The request - Set down word for word everything in the memoir below from "During winters, life" down to "it was magic.".

Extract -

Peeks & Piques! |
Lessons
By
Raymond J. Steiner
BORN
IN BROOKLYN, I was a “city kid” until the age of 12 when
my parents, wishing to raise their kids away from city streets, moved
their brood of five children to a forty-acre parcel of land in West
Hurley, NY, complete with home, barn, chicken coop, woodshed, and abandoned
bluestone quarries. Secluded and neglected for some twenty-or-so years
before we moved in, the house, the last of less than a half-dozen on
a dead-end dirt road, had no electricity, a wood-stove, a hand-pump
on the sink and no indoor toilet; we were the only year-round residents.
During winters, life was concentrated in the kitchen near the ever-going
stove, going to shut-off bedrooms to undress at nighttime a bit of an
ordeal. My older brother
was still in the Navy when we moved in that June; my two sisters, teen-agers
with boyfriends left behind, seemed not as keen on the move as it seemed
to be to my younger brother and me. I had left behind a trolley-tracked
Gates Avenue and a large parochial school to find myself surrounded
by terra incognito and, that September, a pupil assigned to a well-worn
and scarred up seat near a large potbellied stove in a one-room schoolhouse
that boasted a rope-pulled bell and a grand total of twelve students
spread unevenly over grades 1 through 12. It was 1945 and, though I
had to do my homework with the aid of a kerosene lamp, it was magic.
In time, we raised chickens and pigs, but not even the chores required
for their well-being could long keep me from the lure of those surrounding
woods. Now at the age of seventy-two, I still feel that sense of enchantment
with nature, even though the forty-acre plot that awakened my sensibilities
has long been sold and my life is now condensed to the two acres that
currently surround my house and study. I can perambulate the boundary
lines in no time at all — once a quasi-religious ritual performed
on Rogation Day — and nothing compared to the several hours it
took my father to do the same through thickets, swamps, and quarry holes
in search of “iron rods” and “cairns” with his
sons back in ’45. Still, to the initiated, two acres — nay,
even one square foot — offers up enough mystery and surprise to
fill a lifetime of enchantment. Walt Whitman, you might recall, found
an entire universe in a single blade of grass. Ours is not a utopian
Eden — insects, rabbits, deer, woodchucks, vagaries of rainfall
and frosts, all combine to disappoint, aggravate, and destroy. We do
not use insecticide so vegetables and fruits are shared with bugs and
animals — that is, when an extended heavy rain or early frost
doesn’t rot or kill them before the pests, herbivores, or we can
enjoy them. Still, what doesn’t make it this year, does the next
— and, though we grumble, we yearly renew the gamble with nature.

Stored data -
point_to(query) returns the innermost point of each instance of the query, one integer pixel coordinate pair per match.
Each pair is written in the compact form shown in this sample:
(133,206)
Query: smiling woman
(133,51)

Task answer -
During winters, life was concentrated in the kitchen near the ever-going
stove, going to shut-off bedrooms to undress at nighttime a bit of an
ordeal. My older brother
was still in the Navy when we moved in that June; my two sisters, teen-agers
with boyfriends left behind, seemed not as keen on the move as it seemed
to be to my younger brother and me. I had left behind a trolley-tracked
Gates Avenue and a large parochial school to find myself surrounded
by terra incognito and, that September, a pupil assigned to a well-worn
and scarred up seat near a large potbellied stove in a one-room schoolhouse
that boasted a rope-pulled bell and a grand total of twelve students
spread unevenly over grades 1 through 12. It was 1945 and, though I
had to do my homework with the aid of a kerosene lamp, it was magic.